# Extrait présenté
>>>

LC : La sublimation freudienne >

F. L : Cela veut dire que l’on peut dépasser des pulsions qui sont extrêmement destructrices. Ce travail est possible avec les lumières de l’esprit qui nous permettent d’éclairer tous les soubassements de notre être pour être pleinement soi-même.

LC : ... une idée antérieure au XIXème siècle ?

F. L : Au XVIIème siècle, Spinoza invente une philosophie qui va appeler l’Ethique et qui est d’une puissance absolument incroyable. Spinoza nous dit en effet que tout être vivant fait un effort pour persévérer dans son être » (cf l’Ethique, livre III, proposition 6). Ce que l’on va appeler conatus en latin. L’individu est donc naturellement poussé à une croissance naturelle de son être. Pour Spinoza, il y a deux sentiments fondamentaux qui accompagnent le vivant c’est la Joie et la Tristesse. La Joie, c’est à chaque fois qu’un être augmente sa puissance d’agir et donc sa puissance vitale. En revanche, chaque fois qu’un individu rencontre un obstacle qui l’empêche de s’accomplir, il est dans la Tristesse.

LC : Baruch Spinoza annonce-t-il Carl Gustav Jung ?

F. L : Il y a une très grande parenté entre Spinoza et Jung. La lumière de l’esprit va nous aider à aller de plus en plus vers la croissance de notre être et pour Spinoza c’est le travail de la Raison qui nous permet de faire ce processus vers la Joie permanente et le terme de la philosophie de Spinoza, si on la met en œuvre, est ce qu’il appelle la Béatitude, mot religieux qui désigne le bonheur suprême, absolu. Pour Spinoza cette béatitude s’acquière par la Raison. Spinoza n’est pas religieux.

<<<

# Matériau
>>>

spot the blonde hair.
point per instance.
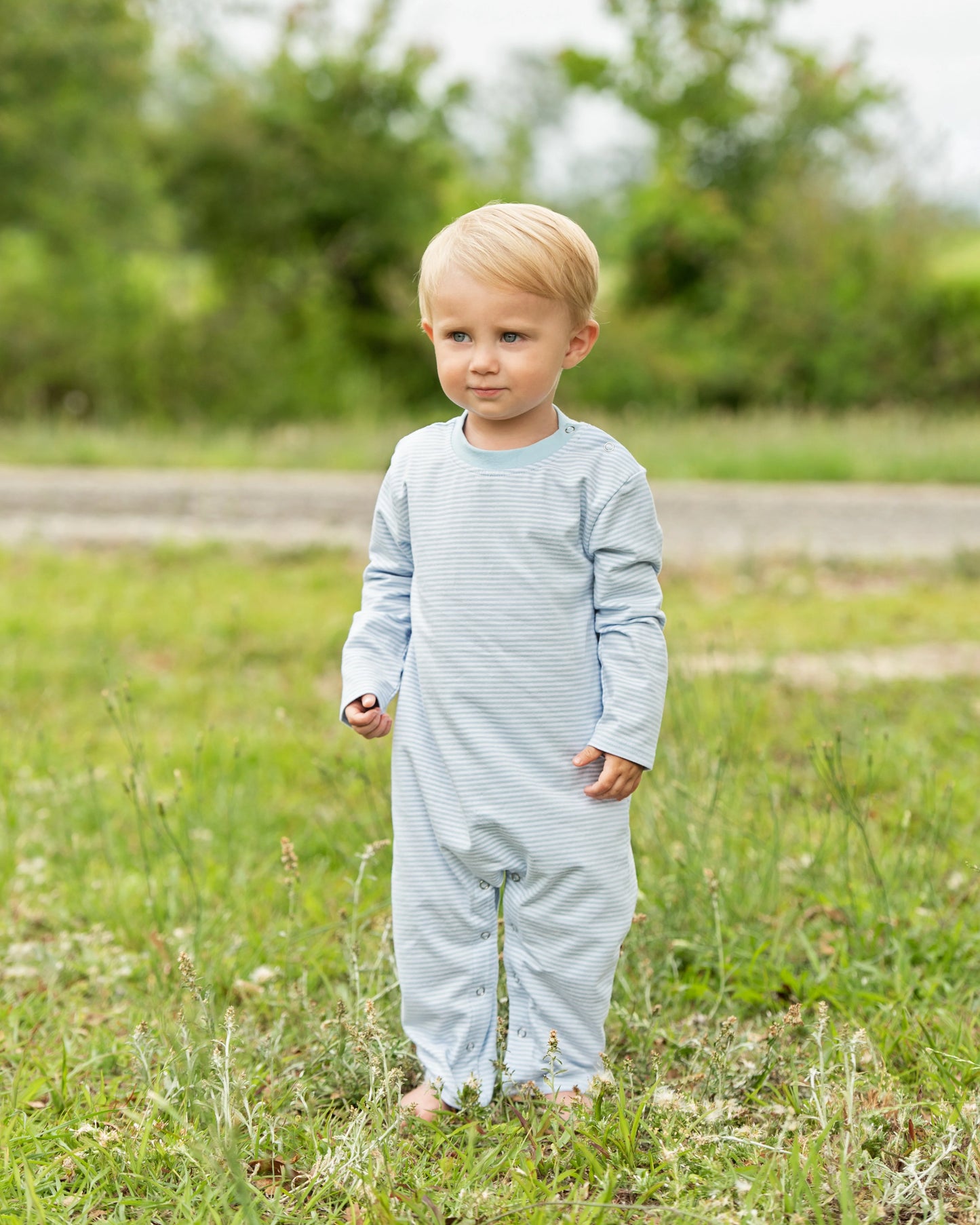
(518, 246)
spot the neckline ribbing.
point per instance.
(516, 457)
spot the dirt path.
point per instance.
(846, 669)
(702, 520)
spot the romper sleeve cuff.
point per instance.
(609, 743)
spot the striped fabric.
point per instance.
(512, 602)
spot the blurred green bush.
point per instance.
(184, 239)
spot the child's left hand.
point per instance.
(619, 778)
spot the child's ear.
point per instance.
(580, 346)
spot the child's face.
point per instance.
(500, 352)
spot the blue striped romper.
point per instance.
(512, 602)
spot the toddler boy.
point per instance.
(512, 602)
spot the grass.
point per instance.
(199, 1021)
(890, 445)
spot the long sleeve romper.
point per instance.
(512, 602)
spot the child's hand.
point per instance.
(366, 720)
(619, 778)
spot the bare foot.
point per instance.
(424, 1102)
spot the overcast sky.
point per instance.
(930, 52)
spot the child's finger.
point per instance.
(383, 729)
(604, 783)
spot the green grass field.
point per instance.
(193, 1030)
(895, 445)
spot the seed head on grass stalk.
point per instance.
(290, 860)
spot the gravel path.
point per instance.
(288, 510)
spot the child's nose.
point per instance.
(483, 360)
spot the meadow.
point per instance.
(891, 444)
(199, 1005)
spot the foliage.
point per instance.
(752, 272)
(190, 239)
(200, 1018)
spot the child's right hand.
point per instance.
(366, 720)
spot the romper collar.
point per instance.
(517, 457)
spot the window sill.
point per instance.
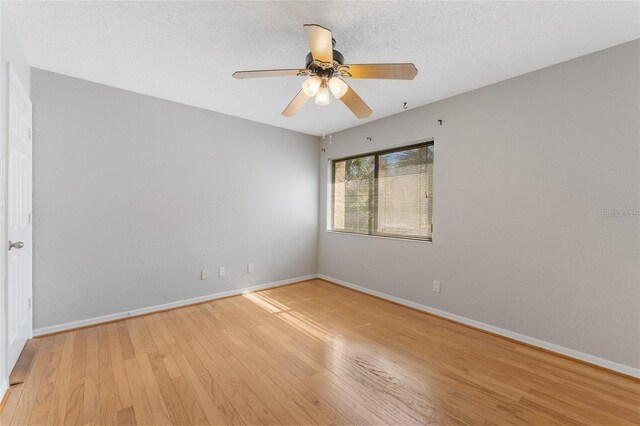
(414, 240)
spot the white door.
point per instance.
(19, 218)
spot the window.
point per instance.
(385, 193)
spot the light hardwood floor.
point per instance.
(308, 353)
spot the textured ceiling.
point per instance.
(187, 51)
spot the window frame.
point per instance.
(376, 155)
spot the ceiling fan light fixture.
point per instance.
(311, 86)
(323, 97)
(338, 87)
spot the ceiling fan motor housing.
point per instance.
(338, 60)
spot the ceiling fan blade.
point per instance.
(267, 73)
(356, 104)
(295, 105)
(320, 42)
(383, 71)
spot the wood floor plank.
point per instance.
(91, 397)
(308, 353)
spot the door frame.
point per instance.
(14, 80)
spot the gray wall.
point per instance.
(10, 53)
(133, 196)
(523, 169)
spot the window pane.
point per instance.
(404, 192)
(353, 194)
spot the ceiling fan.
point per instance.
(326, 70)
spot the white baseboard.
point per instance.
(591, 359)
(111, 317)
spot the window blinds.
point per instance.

<<<

# Tâche courte
Recopiez intégralement l'extrait sur Spinoza et la sublimation, sans y changer un mot. Les données n'ont aucun lien avec l'extrait.

# Résultat ci-dessous
LC : La sublimation freudienne >

F. L : Cela veut dire que l’on peut dépasser des pulsions qui sont extrêmement destructrices. Ce travail est possible avec les lumières de l’esprit qui nous permettent d’éclairer tous les soubassements de notre être pour être pleinement soi-même.

LC : ... une idée antérieure au XIXème siècle ?

F. L : Au XVIIème siècle, Spinoza invente une philosophie qui va appeler l’Ethique et qui est d’une puissance absolument incroyable. Spinoza nous dit en effet que tout être vivant fait un effort pour persévérer dans son être » (cf l’Ethique, livre III, proposition 6). Ce que l’on va appeler conatus en latin. L’individu est donc naturellement poussé à une croissance naturelle de son être. Pour Spinoza, il y a deux sentiments fondamentaux qui accompagnent le vivant c’est la Joie et la Tristesse. La Joie, c’est à chaque fois qu’un être augmente sa puissance d’agir et donc sa puissance vitale. En revanche, chaque fois qu’un individu rencontre un obstacle qui l’empêche de s’accomplir, il est dans la Tristesse.

LC : Baruch Spinoza annonce-t-il Carl Gustav Jung ?

F. L : Il y a une très grande parenté entre Spinoza et Jung. La lumière de l’esprit va nous aider à aller de plus en plus vers la croissance de notre être et pour Spinoza c’est le travail de la Raison qui nous permet de faire ce processus vers la Joie permanente et le terme de la philosophie de Spinoza, si on la met en œuvre, est ce qu’il appelle la Béatitude, mot religieux qui désigne le bonheur suprême, absolu. Pour Spinoza cette béatitude s’acquière par la Raison. Spinoza n’est pas religieux.